— start of Exercise data —

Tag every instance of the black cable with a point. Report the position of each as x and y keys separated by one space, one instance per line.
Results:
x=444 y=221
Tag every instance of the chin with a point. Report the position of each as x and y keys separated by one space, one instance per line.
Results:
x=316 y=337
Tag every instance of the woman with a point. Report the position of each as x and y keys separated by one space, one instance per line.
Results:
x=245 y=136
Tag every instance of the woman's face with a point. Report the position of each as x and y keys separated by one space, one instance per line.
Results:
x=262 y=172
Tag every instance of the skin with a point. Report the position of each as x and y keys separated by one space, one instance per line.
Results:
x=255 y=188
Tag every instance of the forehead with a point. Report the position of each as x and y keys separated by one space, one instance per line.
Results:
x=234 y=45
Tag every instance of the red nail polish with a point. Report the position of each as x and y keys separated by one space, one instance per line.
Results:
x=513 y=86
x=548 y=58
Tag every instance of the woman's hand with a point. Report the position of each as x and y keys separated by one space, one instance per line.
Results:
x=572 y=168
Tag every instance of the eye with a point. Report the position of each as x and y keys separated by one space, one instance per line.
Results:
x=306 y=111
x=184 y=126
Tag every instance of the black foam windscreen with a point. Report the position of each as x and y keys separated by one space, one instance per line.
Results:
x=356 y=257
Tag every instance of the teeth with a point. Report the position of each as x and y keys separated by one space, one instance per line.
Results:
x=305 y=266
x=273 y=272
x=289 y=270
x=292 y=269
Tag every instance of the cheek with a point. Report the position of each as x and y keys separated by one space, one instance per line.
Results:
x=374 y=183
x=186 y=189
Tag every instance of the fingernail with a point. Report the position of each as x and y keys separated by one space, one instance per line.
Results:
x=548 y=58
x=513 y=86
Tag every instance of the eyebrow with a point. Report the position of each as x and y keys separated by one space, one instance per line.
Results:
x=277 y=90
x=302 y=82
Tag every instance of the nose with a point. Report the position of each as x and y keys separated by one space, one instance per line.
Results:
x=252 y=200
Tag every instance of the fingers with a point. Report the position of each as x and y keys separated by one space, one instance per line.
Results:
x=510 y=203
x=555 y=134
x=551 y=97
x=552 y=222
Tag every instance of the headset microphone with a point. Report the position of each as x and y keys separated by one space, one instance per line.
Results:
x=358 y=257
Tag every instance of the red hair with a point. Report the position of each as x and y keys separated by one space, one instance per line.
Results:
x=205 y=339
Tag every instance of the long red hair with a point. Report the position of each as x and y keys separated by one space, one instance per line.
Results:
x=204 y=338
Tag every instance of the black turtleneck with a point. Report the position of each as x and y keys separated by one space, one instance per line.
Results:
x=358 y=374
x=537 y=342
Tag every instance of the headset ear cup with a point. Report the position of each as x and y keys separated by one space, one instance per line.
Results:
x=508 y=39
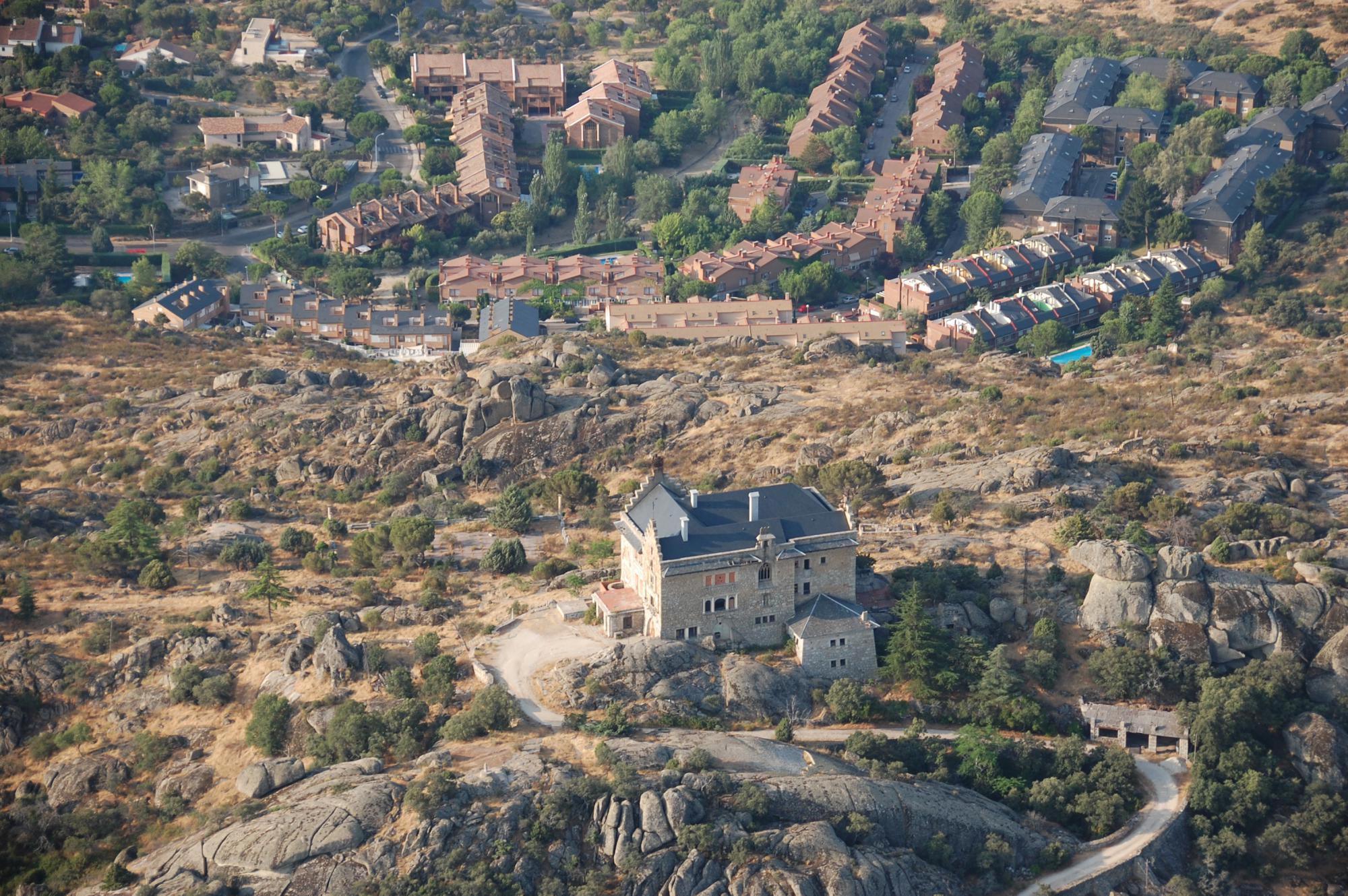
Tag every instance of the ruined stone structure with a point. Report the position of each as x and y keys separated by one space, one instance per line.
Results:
x=1134 y=728
x=739 y=568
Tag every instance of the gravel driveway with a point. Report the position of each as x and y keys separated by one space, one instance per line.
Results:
x=517 y=655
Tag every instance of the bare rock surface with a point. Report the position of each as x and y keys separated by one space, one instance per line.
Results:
x=1319 y=750
x=269 y=775
x=338 y=812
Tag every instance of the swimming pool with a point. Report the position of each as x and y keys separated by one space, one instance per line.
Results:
x=1072 y=355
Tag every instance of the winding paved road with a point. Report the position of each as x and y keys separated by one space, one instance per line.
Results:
x=518 y=654
x=1161 y=779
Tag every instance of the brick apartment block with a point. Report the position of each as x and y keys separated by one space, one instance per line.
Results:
x=959 y=76
x=374 y=223
x=534 y=88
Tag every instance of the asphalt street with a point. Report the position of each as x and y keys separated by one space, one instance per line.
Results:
x=896 y=107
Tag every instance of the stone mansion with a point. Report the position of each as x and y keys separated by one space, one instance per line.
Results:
x=742 y=568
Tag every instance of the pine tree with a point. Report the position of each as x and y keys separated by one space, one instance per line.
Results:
x=1142 y=211
x=268 y=587
x=614 y=227
x=513 y=511
x=580 y=234
x=28 y=600
x=1167 y=313
x=915 y=645
x=1000 y=682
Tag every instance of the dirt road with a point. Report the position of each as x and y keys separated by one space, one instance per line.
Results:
x=1164 y=804
x=517 y=655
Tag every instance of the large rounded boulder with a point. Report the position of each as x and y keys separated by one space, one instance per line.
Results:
x=1118 y=561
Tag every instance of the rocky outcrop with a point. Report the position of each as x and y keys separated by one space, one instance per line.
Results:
x=338 y=658
x=334 y=813
x=801 y=854
x=1120 y=561
x=1319 y=750
x=188 y=781
x=1214 y=614
x=1328 y=677
x=681 y=678
x=1121 y=587
x=269 y=775
x=69 y=783
x=1010 y=474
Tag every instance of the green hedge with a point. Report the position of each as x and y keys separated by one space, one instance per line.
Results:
x=594 y=249
x=118 y=259
x=586 y=157
x=114 y=230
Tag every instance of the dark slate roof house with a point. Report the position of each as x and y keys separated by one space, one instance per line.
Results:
x=1230 y=192
x=1086 y=84
x=1160 y=68
x=1082 y=208
x=1047 y=169
x=1126 y=118
x=509 y=316
x=826 y=615
x=1275 y=127
x=1330 y=115
x=726 y=521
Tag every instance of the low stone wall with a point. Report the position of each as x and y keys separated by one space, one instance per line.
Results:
x=1164 y=858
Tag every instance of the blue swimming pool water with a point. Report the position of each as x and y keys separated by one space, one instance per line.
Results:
x=1072 y=355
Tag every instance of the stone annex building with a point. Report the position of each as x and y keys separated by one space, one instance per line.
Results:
x=742 y=568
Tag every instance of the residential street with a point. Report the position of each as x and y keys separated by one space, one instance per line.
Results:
x=889 y=129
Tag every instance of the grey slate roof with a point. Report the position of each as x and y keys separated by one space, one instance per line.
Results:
x=1192 y=262
x=1160 y=68
x=1043 y=173
x=191 y=297
x=513 y=316
x=827 y=615
x=721 y=522
x=1269 y=129
x=1086 y=84
x=1229 y=192
x=1226 y=83
x=1130 y=118
x=1330 y=106
x=1082 y=208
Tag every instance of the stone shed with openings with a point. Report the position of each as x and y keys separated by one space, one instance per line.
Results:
x=1137 y=728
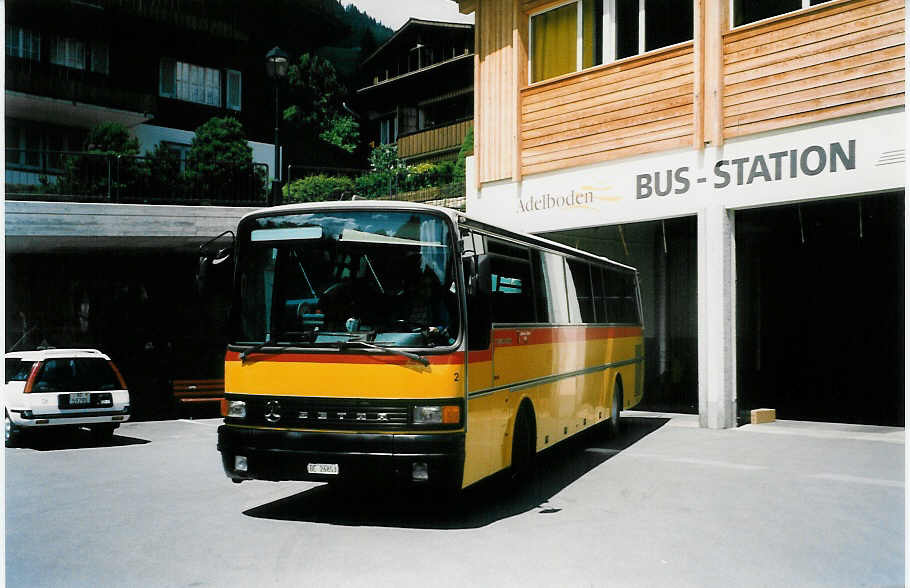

— end of Exercise data —

**Your instructions**
State how many lines in the rows above contain the string "street", with case counting. Give only the number.

**The solution**
2